# AIM OF THE EXERCISE:
Print the records below without any changes, starting from their first line and stopping after the line that contains "point(180, 338)".

** start **

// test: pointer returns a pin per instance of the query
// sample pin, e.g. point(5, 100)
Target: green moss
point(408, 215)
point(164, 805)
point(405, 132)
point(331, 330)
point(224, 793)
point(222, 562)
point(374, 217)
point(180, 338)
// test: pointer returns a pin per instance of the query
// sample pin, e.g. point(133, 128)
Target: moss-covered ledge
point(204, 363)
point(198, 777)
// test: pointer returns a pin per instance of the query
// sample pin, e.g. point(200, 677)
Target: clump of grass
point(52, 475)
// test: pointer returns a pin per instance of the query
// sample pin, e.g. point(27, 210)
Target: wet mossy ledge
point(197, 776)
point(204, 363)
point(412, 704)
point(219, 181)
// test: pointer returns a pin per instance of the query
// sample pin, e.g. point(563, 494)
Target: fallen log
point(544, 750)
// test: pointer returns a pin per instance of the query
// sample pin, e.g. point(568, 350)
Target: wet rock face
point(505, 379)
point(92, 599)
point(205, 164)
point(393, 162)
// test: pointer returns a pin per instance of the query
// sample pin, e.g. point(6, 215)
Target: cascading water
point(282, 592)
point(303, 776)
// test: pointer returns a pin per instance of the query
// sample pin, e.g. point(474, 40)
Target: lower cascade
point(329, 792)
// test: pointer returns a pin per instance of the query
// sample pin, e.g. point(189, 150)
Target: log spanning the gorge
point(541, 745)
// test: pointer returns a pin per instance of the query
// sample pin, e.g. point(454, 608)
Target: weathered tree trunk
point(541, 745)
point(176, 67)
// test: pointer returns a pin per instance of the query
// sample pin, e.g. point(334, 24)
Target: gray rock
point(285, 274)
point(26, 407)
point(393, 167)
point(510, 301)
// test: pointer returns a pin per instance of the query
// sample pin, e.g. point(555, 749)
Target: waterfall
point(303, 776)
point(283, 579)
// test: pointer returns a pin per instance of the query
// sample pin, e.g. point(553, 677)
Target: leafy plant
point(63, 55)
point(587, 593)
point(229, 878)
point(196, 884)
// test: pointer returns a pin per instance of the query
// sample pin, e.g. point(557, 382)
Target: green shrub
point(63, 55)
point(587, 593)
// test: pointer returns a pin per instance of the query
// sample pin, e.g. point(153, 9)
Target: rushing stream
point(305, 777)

** end **

# ANSWER:
// test: pointer returns a pin per instance of the query
// sample pin, e.g. point(5, 100)
Target: green moss
point(408, 215)
point(164, 805)
point(405, 132)
point(331, 330)
point(224, 793)
point(222, 562)
point(374, 217)
point(180, 338)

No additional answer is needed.